■ PROBLEM 1 ■
List every post heading in the pigeon rescue thread, giving each poster's name and date in order of appearance.
■ PROBLEM 2 ■
Please reproduce the part of the pigeon rescue thread starting at "I can deworm" and ending at "(May 5, 2011)", word for word.
■ PROBLEM 3 ■
Go on with the pigeon rescue thread from the point where it stops.

■ PAGE EXTRACT ■
Btw I found another pigeon when I went to feed the city flock... adult, not so skinny but empty crop with a lot of feathers missing on it. Unable to fly, she's weak and doesn't stand properly on her feet, she also feels much colder thank Kiwi eventhough she was sitting on the sun. She smells like wooden fire smoke. Weird...
I gave her electrolytes and she drank and ate like there's no tomorow !
Her eyes are very very light i've never seen such eyes. i'll post a pic later.
I put her in donut shaped cloth so she doesn't fall in a cage in a quiet spare room.

I'm affraid to infect Kiwi with whatever she has. Even if I wash my hands.


----------



## Selphiechen (Aug 6, 2021)

Here she is, I say she but she might aswell be a male 🤩
















She managed to fly over the top of the small carboard so I guess it's a good Sign.
She finally made some poops. Small, green yellow urates and watery.
I treated her for lice/mites.
What's next ?
I can deworm tomorow but I don't know what else.
She drinks and eats a lot.
Her eyes are a bit more yellow/orange too. They were nearly white


----------



## Marina B (May 5, 2011)

Check if the droppings improve with proper feeding over the next few days. Missing feathers on the crop? Maybe she was injured slightly and that prevented her from flying and able to find food and water.


----------



## Selphiechen (Aug 6, 2021)

Thanks marina, after I read your reply I saw a little scab/scar. It looks old though, 
she was hanging arround, eating grass alone where I usually feed the feral flock. 
She could have been attacked by a cat !

■ SUPPLIED MATERIAL ■
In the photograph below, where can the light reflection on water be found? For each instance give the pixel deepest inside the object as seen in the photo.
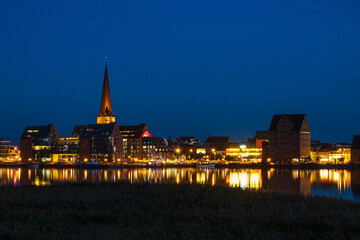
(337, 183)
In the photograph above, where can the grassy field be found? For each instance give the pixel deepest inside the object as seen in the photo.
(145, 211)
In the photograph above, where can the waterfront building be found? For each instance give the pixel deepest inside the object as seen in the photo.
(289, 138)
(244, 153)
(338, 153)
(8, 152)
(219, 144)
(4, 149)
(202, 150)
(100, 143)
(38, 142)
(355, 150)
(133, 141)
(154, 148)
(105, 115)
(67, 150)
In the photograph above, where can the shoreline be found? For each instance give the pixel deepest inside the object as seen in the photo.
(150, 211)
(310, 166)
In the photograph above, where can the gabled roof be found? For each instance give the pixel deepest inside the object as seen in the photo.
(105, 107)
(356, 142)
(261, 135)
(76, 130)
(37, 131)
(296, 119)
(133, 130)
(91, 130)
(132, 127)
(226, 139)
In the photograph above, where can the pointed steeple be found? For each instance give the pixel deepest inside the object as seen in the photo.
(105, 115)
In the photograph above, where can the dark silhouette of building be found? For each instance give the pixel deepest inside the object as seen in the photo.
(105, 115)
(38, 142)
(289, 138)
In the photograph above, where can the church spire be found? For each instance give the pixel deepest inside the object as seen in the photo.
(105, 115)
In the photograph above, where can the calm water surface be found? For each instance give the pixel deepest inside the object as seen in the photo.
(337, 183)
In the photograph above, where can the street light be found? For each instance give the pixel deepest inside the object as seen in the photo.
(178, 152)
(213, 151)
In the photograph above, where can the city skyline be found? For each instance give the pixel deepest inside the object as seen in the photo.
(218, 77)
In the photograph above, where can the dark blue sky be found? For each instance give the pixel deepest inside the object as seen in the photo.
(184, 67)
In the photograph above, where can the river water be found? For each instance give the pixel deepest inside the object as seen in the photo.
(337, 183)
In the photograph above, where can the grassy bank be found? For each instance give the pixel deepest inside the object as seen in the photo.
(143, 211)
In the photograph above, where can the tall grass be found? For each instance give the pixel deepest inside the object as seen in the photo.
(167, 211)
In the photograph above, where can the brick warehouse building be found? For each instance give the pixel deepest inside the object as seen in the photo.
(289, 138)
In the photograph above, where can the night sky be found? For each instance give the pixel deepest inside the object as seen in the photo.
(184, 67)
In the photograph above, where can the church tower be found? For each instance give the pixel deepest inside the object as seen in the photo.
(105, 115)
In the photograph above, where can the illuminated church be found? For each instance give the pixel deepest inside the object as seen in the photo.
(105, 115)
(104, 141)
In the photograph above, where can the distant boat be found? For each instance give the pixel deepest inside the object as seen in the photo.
* * *
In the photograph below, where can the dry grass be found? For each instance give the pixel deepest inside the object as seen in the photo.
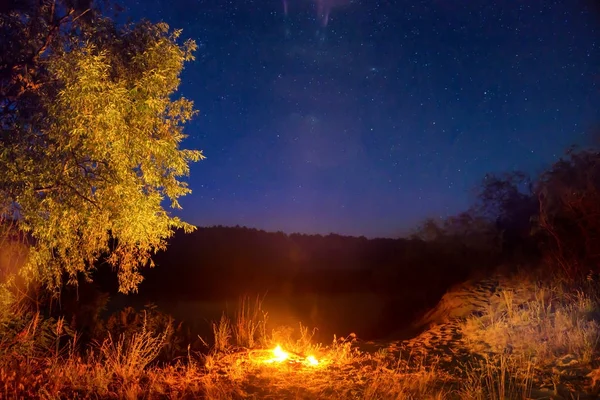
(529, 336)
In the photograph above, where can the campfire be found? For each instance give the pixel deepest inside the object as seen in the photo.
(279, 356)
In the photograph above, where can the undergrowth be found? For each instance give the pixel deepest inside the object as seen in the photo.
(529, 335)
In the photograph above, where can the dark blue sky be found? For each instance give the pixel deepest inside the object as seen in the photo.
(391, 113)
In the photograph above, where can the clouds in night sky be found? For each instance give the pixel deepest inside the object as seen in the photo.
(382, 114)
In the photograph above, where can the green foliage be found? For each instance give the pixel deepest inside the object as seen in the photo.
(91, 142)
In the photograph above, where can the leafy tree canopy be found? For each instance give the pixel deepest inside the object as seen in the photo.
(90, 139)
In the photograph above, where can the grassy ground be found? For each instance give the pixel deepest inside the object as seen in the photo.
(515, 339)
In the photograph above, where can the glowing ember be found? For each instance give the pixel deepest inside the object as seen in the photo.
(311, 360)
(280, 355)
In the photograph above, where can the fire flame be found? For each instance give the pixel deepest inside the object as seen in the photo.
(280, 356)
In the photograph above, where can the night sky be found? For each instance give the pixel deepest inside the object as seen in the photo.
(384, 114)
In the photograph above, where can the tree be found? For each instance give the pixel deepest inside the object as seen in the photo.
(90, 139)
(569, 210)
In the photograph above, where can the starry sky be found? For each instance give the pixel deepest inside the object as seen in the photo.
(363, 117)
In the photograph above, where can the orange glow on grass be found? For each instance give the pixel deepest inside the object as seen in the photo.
...
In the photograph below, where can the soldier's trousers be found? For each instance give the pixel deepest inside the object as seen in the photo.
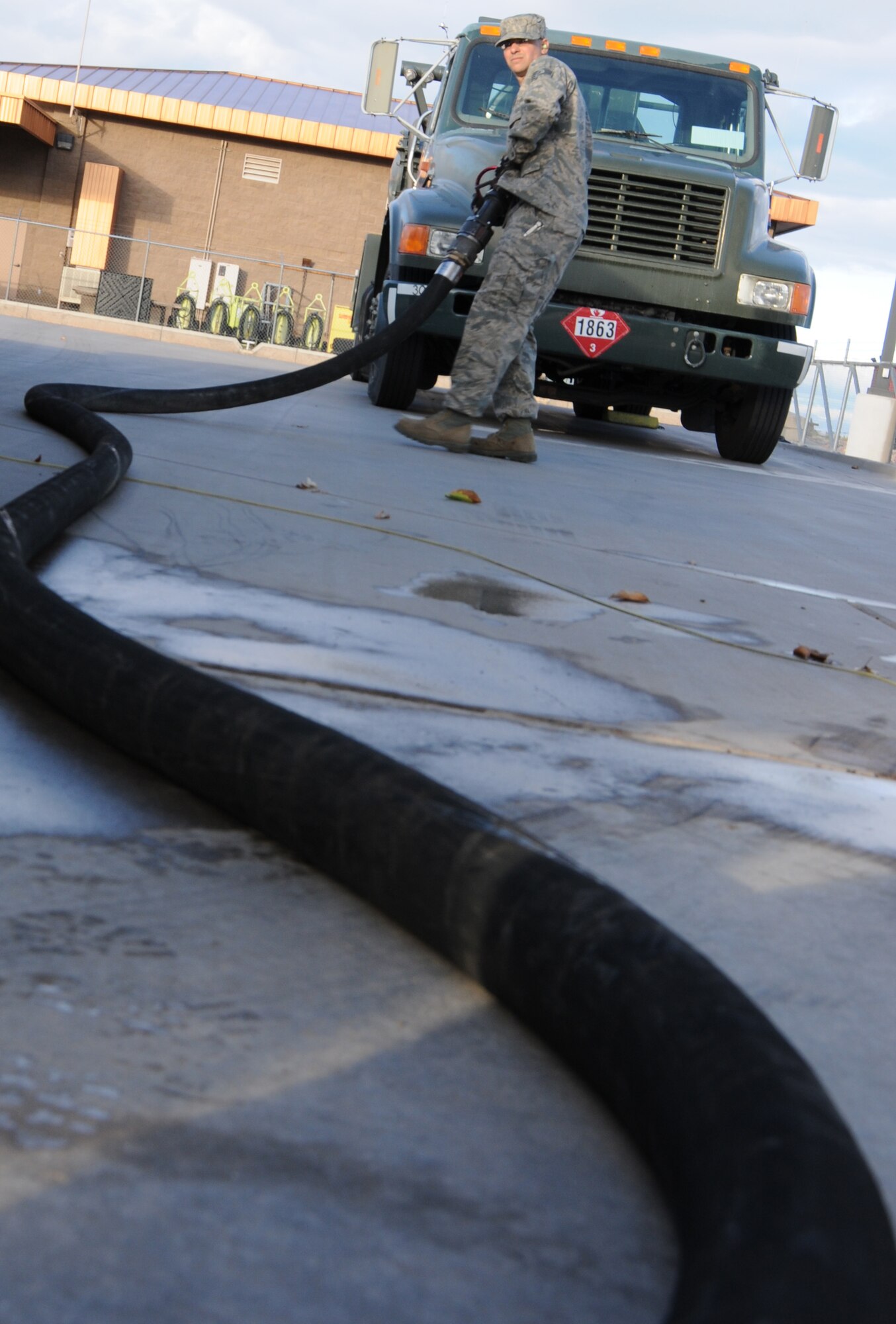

■ OUTPUT 1 ■
Selphiechen (Aug 6, 2021)
Marina B (May 5, 2011)
Selphiechen (Aug 6, 2021)

■ OUTPUT 2 ■
I can deworm tomorow but I don't know what else.
She drinks and eats a lot.
Her eyes are a bit more yellow/orange too. They were nearly white


----------



## Marina B (May 5, 2011)

■ OUTPUT 3 ■
When i approached she went on the road..
lol
I hope she will be alright, if there is no big surprise, I think she will be free again before she can even meet Kiwi 🥝


----------



## Selphiechen (Aug 6, 2021)

Hi, so I went to check on him before sleeping, he made a massive dark green dropping with white urates and less watery. He ate only seeds so I'm not sure about the spinach colour ?








I put him back into the donut shaped polar blanket and gave him warm acv water and he drank so much, I've never seen a pigeon drink like that, it's not normal...

He is not violent at all, more like a statue, standing still eyes wide open but if I touch him, his legs won't support him and he would fall on his nose if I don't hold him.

Kiwi's eye is not so itchy anymore and we trained a bit his balance. Him standing on my arm and me moving it a bit. When I stop he looks at me and doesn't want to go down 😀

Good night 🌜


----------



## Marina B (May 5, 2011)

Your new pigeon might have an infection. A pigeon acting tame is a sick pigeon. Good sign that he is eating. Hopefully better looking droppings today.


----------



## Selphiechen (Aug 6, 2021)

Hi thanks,
So therr was little dark green stool everywhere and one huge dropping that I don't know what it is but it looks really bad ?








What shall I do ? Deworm ? Give antibiotics ? Both at the same time ? The only antibiotic I have is the same I used for Kiwi septotryl sulfamethoxypyridaz trimethoprime.
I could also go to the vet but my cat and Kiwi emptied my purse so if you have an idea I'll follow it blindly because I have no clue
What shall I do please ?


----------



## Selphiechen (Aug 6, 2021)

Edit :
This is not mature content.... it's the mouth with grey tip tongue lol


Okay so the big girl has a grey tongue at the tip.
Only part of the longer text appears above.